Stored data:
____

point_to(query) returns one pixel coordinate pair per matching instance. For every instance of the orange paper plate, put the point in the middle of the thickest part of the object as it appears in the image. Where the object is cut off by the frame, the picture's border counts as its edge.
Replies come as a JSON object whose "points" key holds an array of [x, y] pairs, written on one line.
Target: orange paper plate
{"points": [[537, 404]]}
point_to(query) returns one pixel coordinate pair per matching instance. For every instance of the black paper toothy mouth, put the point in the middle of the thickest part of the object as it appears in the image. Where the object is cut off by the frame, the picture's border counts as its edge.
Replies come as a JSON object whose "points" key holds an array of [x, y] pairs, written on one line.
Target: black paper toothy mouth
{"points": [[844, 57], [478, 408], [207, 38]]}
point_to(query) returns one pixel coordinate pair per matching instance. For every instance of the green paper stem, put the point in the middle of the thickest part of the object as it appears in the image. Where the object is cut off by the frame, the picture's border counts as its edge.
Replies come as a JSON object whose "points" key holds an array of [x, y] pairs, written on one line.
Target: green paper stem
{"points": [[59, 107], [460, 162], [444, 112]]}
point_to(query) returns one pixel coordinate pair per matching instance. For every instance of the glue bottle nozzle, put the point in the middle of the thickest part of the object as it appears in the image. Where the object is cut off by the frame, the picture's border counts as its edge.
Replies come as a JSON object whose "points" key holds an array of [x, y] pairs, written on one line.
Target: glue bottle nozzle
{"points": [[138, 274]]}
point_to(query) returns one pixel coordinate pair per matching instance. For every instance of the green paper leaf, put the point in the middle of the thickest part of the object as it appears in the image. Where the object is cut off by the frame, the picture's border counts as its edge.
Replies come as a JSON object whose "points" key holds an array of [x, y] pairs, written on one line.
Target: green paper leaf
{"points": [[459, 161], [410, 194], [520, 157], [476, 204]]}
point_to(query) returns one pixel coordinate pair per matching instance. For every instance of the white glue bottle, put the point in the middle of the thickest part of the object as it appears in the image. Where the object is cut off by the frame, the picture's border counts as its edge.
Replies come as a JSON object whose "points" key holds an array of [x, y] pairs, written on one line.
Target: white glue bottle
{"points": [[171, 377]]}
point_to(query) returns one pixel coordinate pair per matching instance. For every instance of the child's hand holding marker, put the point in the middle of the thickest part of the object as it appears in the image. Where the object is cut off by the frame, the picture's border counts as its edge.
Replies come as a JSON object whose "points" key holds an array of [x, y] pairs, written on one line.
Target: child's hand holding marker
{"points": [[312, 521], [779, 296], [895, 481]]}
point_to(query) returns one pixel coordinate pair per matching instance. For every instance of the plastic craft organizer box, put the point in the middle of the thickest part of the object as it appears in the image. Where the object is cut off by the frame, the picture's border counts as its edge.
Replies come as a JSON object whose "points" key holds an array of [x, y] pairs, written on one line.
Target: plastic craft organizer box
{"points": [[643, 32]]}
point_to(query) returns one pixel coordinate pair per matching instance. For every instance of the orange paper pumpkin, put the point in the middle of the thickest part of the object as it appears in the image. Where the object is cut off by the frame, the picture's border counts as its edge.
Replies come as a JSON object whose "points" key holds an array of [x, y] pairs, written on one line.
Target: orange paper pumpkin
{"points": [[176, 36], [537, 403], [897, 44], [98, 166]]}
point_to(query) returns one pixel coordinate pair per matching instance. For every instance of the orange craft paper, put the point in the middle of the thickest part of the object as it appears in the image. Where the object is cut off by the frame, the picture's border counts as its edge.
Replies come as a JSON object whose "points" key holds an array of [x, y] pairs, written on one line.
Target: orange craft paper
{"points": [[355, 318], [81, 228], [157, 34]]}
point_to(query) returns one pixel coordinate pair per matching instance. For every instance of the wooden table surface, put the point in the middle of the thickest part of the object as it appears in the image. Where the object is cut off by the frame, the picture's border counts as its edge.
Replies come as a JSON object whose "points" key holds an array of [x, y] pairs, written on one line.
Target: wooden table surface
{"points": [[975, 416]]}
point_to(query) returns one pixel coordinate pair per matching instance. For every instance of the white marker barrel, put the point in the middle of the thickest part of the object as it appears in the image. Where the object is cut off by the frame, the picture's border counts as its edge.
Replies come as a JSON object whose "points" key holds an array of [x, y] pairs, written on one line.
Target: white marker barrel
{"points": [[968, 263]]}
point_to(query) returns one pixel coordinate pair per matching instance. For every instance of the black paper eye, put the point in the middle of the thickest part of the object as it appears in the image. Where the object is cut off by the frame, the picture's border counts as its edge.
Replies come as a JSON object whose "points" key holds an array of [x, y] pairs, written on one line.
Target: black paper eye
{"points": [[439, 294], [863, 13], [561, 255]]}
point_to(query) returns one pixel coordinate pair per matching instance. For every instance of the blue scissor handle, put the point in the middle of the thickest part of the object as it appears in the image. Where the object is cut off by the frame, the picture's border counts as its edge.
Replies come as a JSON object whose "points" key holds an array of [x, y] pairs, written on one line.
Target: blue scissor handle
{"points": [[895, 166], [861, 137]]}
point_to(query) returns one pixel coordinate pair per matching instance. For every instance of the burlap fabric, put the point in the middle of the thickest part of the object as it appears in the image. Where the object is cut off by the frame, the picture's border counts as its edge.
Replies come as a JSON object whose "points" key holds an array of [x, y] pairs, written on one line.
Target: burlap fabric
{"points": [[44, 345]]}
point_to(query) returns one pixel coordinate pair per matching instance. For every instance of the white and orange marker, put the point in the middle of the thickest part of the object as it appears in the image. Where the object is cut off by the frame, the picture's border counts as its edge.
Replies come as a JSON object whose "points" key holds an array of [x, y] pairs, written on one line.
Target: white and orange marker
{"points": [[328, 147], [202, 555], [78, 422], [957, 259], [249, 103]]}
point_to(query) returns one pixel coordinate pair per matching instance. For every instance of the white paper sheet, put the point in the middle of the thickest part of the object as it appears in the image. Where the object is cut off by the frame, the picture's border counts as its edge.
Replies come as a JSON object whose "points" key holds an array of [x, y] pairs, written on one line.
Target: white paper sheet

____

What is needed: Repeat exactly the lines above from the line that contains "of the blue" through the end. Include both of these ends; leave out everything else.

Exercise result:
point_to(query) returns one pixel coordinate pair per matching instance. For every instance of the blue scissor handle, put the point in the middle of the thickest part of the object as it appears in the image. Where the object is cut off by the frame, the picture's border counts as its edge.
Replies come as a JSON object whose "points" key holds an array of [x, y] pairs, written on one line.
Target: blue scissor handle
{"points": [[895, 166], [861, 137]]}
point_to(query) returns one pixel coordinate pair per matching instance. For every instance of the burlap fabric, put the point in the middle of the thickest part of the object as it appears in the image. Where the object is cut off by the frame, the picture's border counts as its edge.
Replies come as a JSON object whose "points" key holds an array of [x, y] pairs, written on one line.
Target: burlap fabric
{"points": [[44, 345]]}
point_to(query) returns one pixel coordinate pair per matching instance. For every instance of the white and orange marker, put the point in the middle of the thickest part of the object as it appears in the image. Where the object is cut off by the frame, the picture's border counts as its edge.
Replies come as a JSON object whose "points" key holds an array of [x, y] pairs, written on one line.
Target: white and orange marker
{"points": [[328, 147], [202, 555], [78, 422], [957, 259], [249, 103]]}
point_to(query) returns one pixel coordinate pair per matching instance. For every instance of the white paper sheet, put the point in the middle of the thickest part of the object as it appears in the image. Where the object is cut off by the frame, the picture's border counts as its edge.
Replies come as a JSON object whose "points" key holds an array of [x, y] pairs, written on one line.
Target: white paper sheet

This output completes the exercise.